# [Assignment]
Take the line that contains "positive clicks: (359, 414)" in the data below and each line after it, through the last, and repeat them unchanged.

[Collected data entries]
● ● ●

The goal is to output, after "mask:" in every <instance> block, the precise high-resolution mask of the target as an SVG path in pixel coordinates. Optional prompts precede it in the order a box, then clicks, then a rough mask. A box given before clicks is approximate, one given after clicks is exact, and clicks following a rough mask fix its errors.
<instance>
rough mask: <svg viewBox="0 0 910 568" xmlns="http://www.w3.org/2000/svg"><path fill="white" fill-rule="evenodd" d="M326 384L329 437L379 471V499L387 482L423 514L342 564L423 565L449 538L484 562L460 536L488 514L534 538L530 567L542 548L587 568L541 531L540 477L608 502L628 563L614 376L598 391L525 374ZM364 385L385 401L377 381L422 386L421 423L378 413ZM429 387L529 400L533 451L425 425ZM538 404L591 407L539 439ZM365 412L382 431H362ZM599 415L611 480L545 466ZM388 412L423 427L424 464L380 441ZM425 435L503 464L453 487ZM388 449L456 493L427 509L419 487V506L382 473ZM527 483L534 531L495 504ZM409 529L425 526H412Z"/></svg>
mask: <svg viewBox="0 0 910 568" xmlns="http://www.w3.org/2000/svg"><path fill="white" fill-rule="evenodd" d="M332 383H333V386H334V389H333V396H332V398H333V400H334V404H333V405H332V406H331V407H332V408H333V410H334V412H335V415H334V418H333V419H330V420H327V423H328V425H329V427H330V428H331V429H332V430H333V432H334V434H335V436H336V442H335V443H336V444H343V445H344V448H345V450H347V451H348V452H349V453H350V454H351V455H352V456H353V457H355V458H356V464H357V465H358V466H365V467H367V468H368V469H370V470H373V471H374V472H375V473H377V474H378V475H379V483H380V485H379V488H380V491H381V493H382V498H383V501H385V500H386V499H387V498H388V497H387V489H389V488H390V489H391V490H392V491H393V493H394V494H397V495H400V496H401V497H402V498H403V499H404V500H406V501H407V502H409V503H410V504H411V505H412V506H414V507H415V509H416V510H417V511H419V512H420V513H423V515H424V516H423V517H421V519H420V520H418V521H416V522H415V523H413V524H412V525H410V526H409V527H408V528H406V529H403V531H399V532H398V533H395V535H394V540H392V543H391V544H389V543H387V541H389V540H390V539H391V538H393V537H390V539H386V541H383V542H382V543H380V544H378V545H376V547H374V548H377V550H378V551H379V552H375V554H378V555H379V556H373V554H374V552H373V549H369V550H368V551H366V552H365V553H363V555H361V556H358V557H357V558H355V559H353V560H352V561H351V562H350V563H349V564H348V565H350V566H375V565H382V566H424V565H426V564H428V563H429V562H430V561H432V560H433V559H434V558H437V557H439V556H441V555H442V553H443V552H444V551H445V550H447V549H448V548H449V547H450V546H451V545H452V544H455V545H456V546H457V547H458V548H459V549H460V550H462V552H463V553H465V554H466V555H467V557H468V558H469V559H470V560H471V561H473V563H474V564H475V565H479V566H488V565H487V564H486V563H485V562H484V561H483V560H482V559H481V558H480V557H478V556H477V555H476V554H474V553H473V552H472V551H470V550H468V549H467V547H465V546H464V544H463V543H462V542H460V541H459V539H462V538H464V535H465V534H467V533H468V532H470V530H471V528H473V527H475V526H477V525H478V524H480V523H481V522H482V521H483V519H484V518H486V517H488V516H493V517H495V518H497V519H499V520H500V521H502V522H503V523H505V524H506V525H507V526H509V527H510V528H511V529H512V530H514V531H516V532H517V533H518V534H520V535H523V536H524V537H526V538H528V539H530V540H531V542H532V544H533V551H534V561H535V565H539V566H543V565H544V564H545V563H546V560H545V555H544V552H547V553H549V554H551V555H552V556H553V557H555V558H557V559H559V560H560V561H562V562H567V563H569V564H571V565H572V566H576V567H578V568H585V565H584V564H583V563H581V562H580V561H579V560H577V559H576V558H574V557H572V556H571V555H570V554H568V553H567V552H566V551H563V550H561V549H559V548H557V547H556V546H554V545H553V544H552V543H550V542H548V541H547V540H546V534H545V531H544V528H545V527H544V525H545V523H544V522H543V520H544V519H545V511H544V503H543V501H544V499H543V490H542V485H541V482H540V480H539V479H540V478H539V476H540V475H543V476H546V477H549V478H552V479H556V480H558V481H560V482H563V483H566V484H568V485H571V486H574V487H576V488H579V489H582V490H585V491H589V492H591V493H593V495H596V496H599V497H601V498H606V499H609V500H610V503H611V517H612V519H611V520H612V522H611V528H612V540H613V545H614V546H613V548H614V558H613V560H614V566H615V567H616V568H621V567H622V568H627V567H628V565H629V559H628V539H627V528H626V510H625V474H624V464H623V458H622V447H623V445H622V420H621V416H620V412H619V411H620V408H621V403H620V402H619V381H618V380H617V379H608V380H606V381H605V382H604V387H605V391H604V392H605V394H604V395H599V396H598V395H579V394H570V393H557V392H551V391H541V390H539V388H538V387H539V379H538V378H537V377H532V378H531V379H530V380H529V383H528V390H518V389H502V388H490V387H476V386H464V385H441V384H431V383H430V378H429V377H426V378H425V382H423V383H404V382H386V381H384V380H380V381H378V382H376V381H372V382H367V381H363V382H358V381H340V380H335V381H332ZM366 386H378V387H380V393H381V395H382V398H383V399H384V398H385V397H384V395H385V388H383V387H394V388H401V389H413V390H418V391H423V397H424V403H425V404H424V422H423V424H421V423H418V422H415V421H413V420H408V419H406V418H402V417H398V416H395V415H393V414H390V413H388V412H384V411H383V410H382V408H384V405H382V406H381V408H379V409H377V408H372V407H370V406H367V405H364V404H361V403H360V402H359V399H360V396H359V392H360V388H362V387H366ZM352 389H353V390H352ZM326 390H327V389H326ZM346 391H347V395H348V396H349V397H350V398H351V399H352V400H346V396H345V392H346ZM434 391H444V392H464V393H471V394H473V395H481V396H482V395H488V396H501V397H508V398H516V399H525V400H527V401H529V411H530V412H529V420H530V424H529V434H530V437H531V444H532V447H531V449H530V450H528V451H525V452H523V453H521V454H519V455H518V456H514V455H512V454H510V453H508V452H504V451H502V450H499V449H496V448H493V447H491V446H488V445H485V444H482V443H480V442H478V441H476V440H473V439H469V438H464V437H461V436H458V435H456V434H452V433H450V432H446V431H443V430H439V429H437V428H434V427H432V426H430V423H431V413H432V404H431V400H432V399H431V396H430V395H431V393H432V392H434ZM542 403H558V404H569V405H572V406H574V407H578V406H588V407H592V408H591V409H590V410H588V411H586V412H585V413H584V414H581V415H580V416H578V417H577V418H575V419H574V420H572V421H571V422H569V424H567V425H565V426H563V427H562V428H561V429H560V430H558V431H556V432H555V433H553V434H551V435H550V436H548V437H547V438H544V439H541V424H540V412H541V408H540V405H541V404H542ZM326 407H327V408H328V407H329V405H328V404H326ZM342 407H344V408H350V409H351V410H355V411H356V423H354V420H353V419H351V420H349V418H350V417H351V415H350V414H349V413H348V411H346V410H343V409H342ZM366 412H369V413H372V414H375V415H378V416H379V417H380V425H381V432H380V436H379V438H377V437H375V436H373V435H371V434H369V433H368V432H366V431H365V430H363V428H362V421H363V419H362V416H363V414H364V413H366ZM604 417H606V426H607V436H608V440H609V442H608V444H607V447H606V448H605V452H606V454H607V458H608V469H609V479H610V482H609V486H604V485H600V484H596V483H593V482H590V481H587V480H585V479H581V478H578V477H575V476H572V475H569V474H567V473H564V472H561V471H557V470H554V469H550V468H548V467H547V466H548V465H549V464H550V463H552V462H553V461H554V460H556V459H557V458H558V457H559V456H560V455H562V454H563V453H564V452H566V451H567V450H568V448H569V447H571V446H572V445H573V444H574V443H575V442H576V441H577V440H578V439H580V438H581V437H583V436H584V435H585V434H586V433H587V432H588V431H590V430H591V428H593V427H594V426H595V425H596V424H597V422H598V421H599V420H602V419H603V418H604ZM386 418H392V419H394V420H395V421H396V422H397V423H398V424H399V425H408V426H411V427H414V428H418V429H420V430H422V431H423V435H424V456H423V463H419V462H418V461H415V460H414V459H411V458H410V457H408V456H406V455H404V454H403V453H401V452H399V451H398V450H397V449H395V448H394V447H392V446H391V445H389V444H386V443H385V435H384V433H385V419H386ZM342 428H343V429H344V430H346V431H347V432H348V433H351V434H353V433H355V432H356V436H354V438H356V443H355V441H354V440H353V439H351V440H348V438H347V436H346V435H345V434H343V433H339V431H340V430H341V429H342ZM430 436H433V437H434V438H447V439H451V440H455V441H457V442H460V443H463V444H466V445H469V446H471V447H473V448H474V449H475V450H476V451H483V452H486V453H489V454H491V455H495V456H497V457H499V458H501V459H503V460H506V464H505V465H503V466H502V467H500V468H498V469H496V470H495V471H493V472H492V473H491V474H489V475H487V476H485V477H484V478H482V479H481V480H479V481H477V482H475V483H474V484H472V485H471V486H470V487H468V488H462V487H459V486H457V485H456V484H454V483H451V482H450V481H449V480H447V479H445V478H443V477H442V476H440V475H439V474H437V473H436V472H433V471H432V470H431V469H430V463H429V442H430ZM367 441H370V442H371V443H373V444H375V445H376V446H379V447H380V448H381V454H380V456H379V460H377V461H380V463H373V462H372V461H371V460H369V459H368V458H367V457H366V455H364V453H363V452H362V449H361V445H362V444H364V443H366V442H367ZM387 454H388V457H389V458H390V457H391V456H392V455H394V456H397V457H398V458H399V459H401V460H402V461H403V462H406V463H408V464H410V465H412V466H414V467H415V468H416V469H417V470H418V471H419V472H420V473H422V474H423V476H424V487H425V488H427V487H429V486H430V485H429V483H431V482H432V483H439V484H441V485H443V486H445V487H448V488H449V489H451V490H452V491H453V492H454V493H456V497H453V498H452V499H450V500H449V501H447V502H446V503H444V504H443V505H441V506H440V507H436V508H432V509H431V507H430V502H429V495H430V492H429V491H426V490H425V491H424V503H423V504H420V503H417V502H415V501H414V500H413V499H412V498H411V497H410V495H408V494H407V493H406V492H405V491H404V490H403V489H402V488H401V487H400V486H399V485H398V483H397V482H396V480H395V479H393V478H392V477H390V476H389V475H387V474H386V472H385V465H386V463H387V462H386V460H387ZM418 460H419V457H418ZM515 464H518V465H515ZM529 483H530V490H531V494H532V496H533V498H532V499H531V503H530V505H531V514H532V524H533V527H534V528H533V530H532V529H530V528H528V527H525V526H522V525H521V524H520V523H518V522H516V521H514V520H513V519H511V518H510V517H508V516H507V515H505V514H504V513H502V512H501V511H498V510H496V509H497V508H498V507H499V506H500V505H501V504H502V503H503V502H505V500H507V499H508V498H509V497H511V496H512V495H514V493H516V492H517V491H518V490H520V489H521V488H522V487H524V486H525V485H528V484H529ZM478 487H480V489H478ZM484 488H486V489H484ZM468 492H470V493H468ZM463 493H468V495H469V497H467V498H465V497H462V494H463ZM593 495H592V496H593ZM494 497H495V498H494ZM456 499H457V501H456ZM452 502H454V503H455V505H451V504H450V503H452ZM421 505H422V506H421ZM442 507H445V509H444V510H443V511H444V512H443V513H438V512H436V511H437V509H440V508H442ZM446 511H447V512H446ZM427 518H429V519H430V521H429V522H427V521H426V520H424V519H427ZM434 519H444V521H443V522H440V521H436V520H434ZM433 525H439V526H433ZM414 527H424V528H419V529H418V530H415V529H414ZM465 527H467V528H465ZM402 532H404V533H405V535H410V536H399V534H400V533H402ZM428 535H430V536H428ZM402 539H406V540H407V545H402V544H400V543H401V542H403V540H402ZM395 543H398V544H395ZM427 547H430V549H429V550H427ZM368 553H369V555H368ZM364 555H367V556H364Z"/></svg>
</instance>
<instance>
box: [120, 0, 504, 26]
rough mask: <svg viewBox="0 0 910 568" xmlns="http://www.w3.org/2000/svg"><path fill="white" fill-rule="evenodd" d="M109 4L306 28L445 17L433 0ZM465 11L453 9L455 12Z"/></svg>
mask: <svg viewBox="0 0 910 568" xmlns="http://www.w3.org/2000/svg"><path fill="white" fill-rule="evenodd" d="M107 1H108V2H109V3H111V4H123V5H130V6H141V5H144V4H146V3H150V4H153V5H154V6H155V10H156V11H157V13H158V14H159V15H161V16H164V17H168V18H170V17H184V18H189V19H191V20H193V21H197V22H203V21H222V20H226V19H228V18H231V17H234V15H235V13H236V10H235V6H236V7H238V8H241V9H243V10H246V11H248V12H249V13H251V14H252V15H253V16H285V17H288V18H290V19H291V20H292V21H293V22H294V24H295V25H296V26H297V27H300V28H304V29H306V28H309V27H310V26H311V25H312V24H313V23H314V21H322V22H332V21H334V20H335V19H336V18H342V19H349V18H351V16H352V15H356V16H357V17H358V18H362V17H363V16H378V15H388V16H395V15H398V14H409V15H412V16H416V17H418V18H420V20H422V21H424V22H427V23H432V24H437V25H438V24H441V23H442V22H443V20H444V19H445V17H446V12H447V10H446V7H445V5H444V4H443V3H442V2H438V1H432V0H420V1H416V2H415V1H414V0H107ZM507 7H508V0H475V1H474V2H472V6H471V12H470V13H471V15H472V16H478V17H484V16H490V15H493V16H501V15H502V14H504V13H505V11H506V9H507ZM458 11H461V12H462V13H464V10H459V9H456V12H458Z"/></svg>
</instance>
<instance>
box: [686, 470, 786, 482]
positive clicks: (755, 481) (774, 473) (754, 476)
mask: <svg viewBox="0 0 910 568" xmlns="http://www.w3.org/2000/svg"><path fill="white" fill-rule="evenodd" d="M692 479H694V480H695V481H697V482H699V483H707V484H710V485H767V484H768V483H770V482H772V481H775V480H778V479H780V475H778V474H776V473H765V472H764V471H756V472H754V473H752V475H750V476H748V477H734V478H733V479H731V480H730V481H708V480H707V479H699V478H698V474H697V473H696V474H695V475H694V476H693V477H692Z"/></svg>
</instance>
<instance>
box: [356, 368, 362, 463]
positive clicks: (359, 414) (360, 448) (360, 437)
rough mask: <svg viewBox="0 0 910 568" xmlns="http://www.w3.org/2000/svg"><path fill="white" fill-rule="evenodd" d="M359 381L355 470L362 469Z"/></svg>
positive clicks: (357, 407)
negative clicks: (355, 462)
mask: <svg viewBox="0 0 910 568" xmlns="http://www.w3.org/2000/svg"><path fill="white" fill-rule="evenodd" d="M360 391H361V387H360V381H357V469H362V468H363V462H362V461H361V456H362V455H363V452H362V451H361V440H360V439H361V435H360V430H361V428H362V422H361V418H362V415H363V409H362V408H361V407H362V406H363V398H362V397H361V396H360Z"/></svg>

● ● ●

# [Response to this exercise]
positive clicks: (359, 414) (360, 448) (360, 437)
rough mask: <svg viewBox="0 0 910 568" xmlns="http://www.w3.org/2000/svg"><path fill="white" fill-rule="evenodd" d="M359 381L355 470L362 469Z"/></svg>
positive clicks: (357, 407)
negative clicks: (355, 462)
mask: <svg viewBox="0 0 910 568" xmlns="http://www.w3.org/2000/svg"><path fill="white" fill-rule="evenodd" d="M360 391H361V387H360V381H357V469H362V468H363V462H362V461H361V456H362V455H363V452H362V451H361V440H360V439H361V435H360V430H361V428H362V422H361V418H362V415H363V409H362V408H361V407H362V406H363V398H362V397H361V396H360Z"/></svg>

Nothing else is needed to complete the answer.